Work request = Apart from the pictures, every record here must be copied word for word.

[Data entries]
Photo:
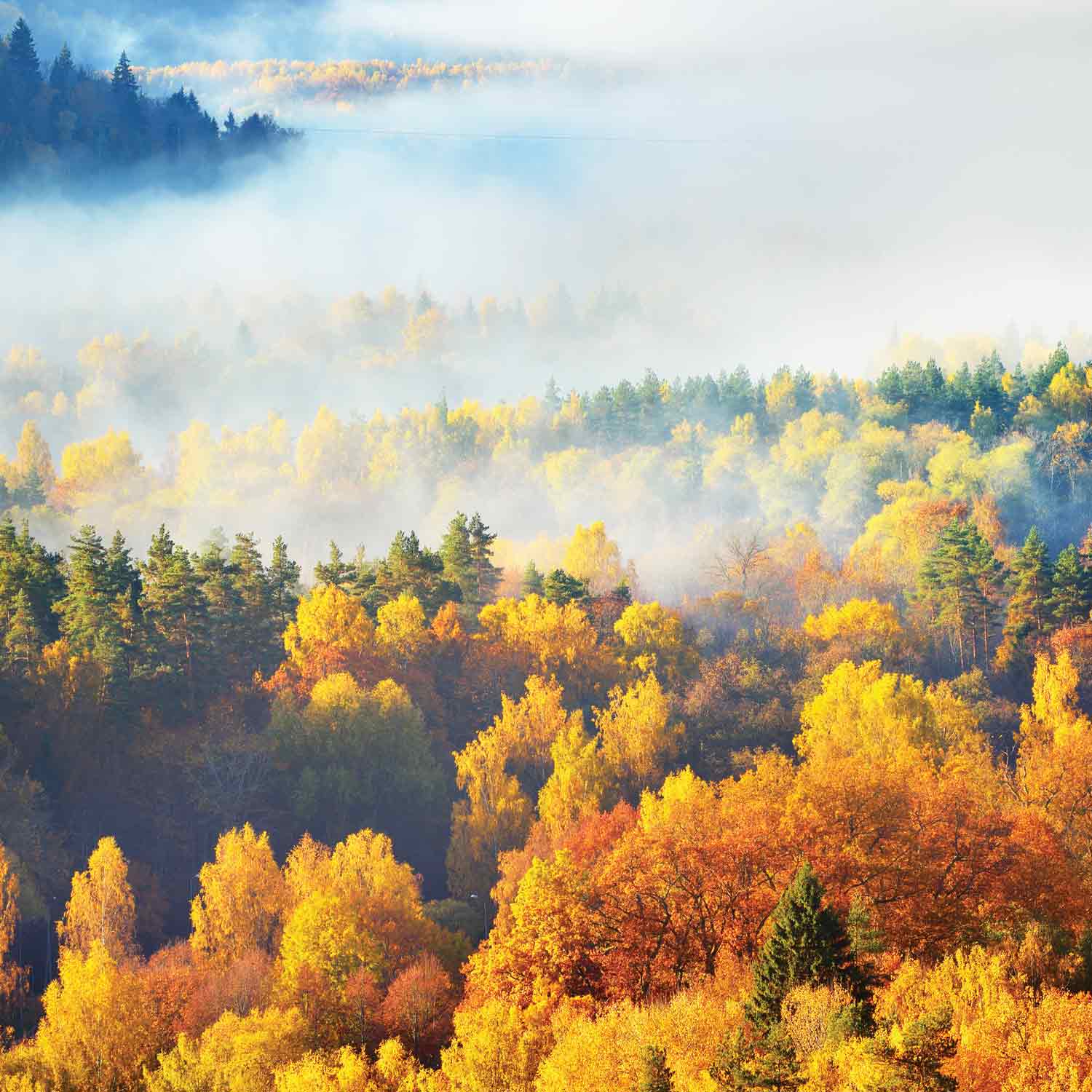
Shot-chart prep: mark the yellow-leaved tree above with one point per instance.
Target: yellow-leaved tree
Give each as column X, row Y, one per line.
column 100, row 906
column 653, row 640
column 242, row 900
column 96, row 1032
column 638, row 737
column 496, row 815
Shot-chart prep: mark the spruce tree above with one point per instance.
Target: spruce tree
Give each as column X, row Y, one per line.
column 23, row 639
column 532, row 581
column 1070, row 589
column 807, row 945
column 458, row 558
column 23, row 68
column 85, row 607
column 124, row 83
column 561, row 587
column 989, row 576
column 257, row 633
column 63, row 72
column 1030, row 582
column 655, row 1075
column 122, row 579
column 283, row 576
column 486, row 574
column 336, row 572
column 749, row 1061
column 173, row 607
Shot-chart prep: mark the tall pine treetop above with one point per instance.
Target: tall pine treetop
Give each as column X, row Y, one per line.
column 808, row 945
column 23, row 56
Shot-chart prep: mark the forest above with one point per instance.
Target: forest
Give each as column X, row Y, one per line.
column 67, row 124
column 723, row 732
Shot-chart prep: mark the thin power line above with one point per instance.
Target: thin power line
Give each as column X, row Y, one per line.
column 593, row 138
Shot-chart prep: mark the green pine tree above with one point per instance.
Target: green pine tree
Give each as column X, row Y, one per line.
column 561, row 587
column 486, row 574
column 23, row 639
column 1070, row 589
column 122, row 578
column 85, row 607
column 948, row 585
column 336, row 572
column 655, row 1075
column 532, row 581
column 458, row 559
column 989, row 576
column 751, row 1061
column 22, row 63
column 807, row 945
column 173, row 609
column 124, row 82
column 63, row 72
column 283, row 577
column 258, row 635
column 919, row 1052
column 1029, row 612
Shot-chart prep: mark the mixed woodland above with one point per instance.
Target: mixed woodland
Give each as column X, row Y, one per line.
column 500, row 806
column 66, row 122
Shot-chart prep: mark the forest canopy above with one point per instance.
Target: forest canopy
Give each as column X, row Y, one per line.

Result below =
Photo:
Shot-chart prep: mark the yellow-leaved tree above with one point per instance.
Target: yellow-leaved tree
Give each as column X, row Y, one per line.
column 100, row 906
column 653, row 640
column 242, row 900
column 96, row 1032
column 638, row 737
column 496, row 815
Shot-chart prep: mark the spruce tree above with one point per instance.
Target: spruce tree
Give each as column X, row Y, one per line.
column 23, row 639
column 532, row 581
column 1070, row 589
column 807, row 945
column 458, row 558
column 23, row 68
column 85, row 607
column 124, row 83
column 561, row 587
column 989, row 576
column 257, row 633
column 63, row 72
column 1030, row 582
column 655, row 1075
column 122, row 579
column 283, row 576
column 486, row 574
column 336, row 572
column 749, row 1061
column 173, row 607
Shot-chart prep: mark the tall pine treetop above with one point per instance.
Target: tall pine treetop
Give each as column X, row Y, one per line.
column 808, row 945
column 23, row 56
Shot-chart prep: mark the forest above with one point per instance.
Target: forest
Give each as column X, row Y, one per line.
column 67, row 124
column 723, row 732
Shot-chart prep: mark the thin power line above with one point per instance.
Target: thin power line
Give each as column X, row Y, one per line.
column 593, row 138
Shot-chart prep: mark the green pine tree above with one point per instance.
Target: green pine tree
Give each as column X, row Y, one per line.
column 561, row 587
column 486, row 574
column 23, row 639
column 1070, row 589
column 122, row 578
column 85, row 607
column 948, row 585
column 336, row 572
column 655, row 1075
column 532, row 581
column 458, row 559
column 989, row 576
column 751, row 1061
column 22, row 63
column 807, row 945
column 173, row 609
column 124, row 82
column 63, row 72
column 283, row 577
column 258, row 635
column 919, row 1052
column 1029, row 612
Shot-chart prep: mark the mixed woodland above with one point per instance.
Target: mixed woodland
Give each as column X, row Y, one per line.
column 500, row 806
column 66, row 122
Shot-chart prep: mark the forest canopy above with one point per instance.
Target: forest canopy
Give each as column X, row Y, one per line.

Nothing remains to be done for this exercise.